%%

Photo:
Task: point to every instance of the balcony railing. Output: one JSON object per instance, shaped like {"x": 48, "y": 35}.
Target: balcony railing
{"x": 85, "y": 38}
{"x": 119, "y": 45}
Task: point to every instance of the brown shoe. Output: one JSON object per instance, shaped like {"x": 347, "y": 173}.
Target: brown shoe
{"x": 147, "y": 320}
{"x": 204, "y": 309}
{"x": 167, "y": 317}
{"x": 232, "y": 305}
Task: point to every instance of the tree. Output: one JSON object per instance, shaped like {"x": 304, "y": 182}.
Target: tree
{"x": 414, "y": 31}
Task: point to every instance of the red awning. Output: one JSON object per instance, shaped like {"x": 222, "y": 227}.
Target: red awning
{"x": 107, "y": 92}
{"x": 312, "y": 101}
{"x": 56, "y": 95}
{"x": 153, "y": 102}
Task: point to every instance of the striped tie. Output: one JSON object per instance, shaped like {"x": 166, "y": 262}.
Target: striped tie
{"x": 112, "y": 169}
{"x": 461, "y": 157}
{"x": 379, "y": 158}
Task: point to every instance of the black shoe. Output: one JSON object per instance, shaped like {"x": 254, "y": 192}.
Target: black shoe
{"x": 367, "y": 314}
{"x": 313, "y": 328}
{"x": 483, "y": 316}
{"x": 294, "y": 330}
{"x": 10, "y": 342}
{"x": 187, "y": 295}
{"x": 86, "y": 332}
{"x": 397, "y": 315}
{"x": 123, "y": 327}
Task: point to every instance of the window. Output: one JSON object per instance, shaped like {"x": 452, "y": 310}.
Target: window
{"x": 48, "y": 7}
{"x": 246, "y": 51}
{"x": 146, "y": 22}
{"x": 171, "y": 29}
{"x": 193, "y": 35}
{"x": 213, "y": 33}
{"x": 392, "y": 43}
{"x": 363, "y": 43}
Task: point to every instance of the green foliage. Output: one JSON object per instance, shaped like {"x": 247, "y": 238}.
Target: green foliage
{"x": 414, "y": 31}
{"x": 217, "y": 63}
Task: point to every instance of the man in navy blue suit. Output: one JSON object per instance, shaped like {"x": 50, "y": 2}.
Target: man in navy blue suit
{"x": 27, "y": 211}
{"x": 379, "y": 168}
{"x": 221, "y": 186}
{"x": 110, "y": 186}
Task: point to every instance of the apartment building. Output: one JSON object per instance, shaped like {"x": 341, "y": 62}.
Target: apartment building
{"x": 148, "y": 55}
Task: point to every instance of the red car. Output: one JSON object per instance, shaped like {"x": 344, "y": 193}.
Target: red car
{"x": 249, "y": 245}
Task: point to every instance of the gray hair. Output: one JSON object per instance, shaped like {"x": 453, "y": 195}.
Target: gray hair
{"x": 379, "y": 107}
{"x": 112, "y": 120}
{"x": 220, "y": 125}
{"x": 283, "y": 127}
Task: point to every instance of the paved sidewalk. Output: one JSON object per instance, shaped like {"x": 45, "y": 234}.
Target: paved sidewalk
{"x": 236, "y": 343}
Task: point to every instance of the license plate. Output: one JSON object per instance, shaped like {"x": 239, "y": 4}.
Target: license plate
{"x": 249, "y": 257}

%%

* Instruction: Rewrite the lines from the one containing "Task: point to every instance of the license" through the end of the records, swapping "license plate" for "number plate" and changing nothing else.

* Answer to this problem:
Task: point to every instance of the number plate. Output: one JSON object per instance, shaped like {"x": 239, "y": 4}.
Target: number plate
{"x": 249, "y": 257}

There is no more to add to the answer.